-- Begin Data provided --
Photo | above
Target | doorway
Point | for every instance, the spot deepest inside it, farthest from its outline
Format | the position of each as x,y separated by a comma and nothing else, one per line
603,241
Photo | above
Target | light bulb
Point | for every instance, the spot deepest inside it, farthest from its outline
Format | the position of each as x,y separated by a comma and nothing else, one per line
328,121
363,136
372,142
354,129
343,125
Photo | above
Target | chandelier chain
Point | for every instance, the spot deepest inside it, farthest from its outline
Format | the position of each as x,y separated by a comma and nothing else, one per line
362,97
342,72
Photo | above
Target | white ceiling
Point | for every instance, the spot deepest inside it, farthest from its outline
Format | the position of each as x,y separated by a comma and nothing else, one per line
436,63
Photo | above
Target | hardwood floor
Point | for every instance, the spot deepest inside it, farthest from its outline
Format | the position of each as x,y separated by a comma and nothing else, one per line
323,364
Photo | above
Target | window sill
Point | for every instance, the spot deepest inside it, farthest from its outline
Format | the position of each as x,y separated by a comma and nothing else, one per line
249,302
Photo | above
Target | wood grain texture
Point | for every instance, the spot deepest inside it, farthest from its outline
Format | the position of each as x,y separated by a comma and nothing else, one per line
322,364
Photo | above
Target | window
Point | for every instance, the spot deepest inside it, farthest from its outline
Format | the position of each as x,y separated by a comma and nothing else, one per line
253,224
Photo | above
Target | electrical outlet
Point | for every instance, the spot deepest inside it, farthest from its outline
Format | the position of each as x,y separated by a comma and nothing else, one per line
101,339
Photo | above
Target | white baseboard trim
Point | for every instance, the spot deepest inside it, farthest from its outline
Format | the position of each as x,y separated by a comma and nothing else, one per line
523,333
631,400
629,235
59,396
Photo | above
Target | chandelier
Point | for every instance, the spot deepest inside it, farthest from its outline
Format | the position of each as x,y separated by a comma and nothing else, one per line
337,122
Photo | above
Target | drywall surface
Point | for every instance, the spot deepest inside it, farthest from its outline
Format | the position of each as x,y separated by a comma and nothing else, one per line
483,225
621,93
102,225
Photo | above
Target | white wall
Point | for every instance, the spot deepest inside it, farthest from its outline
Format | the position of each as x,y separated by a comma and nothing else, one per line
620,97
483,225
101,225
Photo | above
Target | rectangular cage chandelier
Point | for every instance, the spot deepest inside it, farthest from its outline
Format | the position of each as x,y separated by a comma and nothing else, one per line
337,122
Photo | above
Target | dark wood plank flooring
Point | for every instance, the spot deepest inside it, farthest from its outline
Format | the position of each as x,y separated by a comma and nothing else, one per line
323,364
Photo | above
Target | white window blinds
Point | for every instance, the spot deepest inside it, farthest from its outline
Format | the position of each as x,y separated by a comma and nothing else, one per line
-- End Data provided --
What the task requires:
Reproduce the records word for word.

Response to this task:
Photo | above
Target | doorway
Point | for every instance, the spot deepest inside it, farthest from its outline
Format | the position of each as x,y separated by a comma and nothing else, one per line
603,241
Photo | above
Target | light bulb
Point | for every instance, the spot deepest inside it, farthest from its outline
Format | the position of each as x,y separated by a comma and nothing else, one per line
328,121
363,136
372,142
354,129
343,125
Photo | above
Target | chandelier chain
Point | for every instance, the spot deepest inside it, farthest from its outline
Format | the position of each as x,y separated by a comma and nothing else, one per line
362,97
342,72
Photo | above
Target | white ceiling
Point | for every instance, the spot deepest inside it, farthest from its outline
Format | the position of each as x,y separated by a comma and nothing else, one per line
436,63
Photo | above
Target | hardwood floor
Point | for every instance, the spot deepest inside it, farthest from its outline
Format | the position of each as x,y separated by a comma and nothing else, one per line
323,364
Photo | above
Target | window sill
Point | for every instance, the spot deepest inside it, farthest from its outline
Format | the position of each as x,y separated by a comma and nothing else, one per line
249,302
Photo | above
Target | wood grain texture
Point | for every instance, the spot deepest inside it, farthest from its outline
Format | the position of each as x,y separated by a comma and nothing else, one per line
322,364
Photo | above
Target | window
Point | for every instance, the spot deepest inside it, farthest from its outline
Format | the position of each as x,y separated by a comma and nothing else, one per line
253,224
Photo | above
Target | electrical outlet
Point | for every instance, the spot deepest inside it, farthest from its outline
Format | the position of each as x,y separated by a comma and nothing else, one per line
101,339
Photo | above
Target | white baseboard trim
Point | for every instance, the spot deepest inside it, farthest from its outline
Format | the position of each as x,y separated by a comma and nothing else, one per line
523,333
631,400
629,235
59,396
Photo | above
Target | chandelier
Point | for every instance, the spot deepest inside it, farthest from its outline
Format | the position of each as x,y separated by a comma and nothing else, one per line
337,122
Photo | above
Target | drywall surface
Point | for every instance, the spot deepest inside it, farthest from its outline
Format | the position of each as x,y separated by a comma and nothing else, one per line
483,225
621,93
102,225
Photo | above
Target | white wall
Point | for every instance, the spot deepest inside it, farthest from its outline
Format | the position of each as x,y separated by a comma and nothing else, one per line
620,97
483,225
101,225
Photo | above
Target | rectangular cage chandelier
Point | for every instance, the spot deepest inside it, farthest from its outline
Format | the position of each as x,y separated by a comma and nothing else, one per line
337,122
Photo | above
Target | dark wood plank flooring
Point | for every instance, the spot deepest inside it, farthest from its outline
Format | the position of each as x,y separated by a comma and nothing else, one per line
323,364
Photo | above
Target | white window blinds
Point | for every instance, the spot deepest inside it, farthest from its outline
Format | the position of each as x,y separated by a comma and nothing else, one per line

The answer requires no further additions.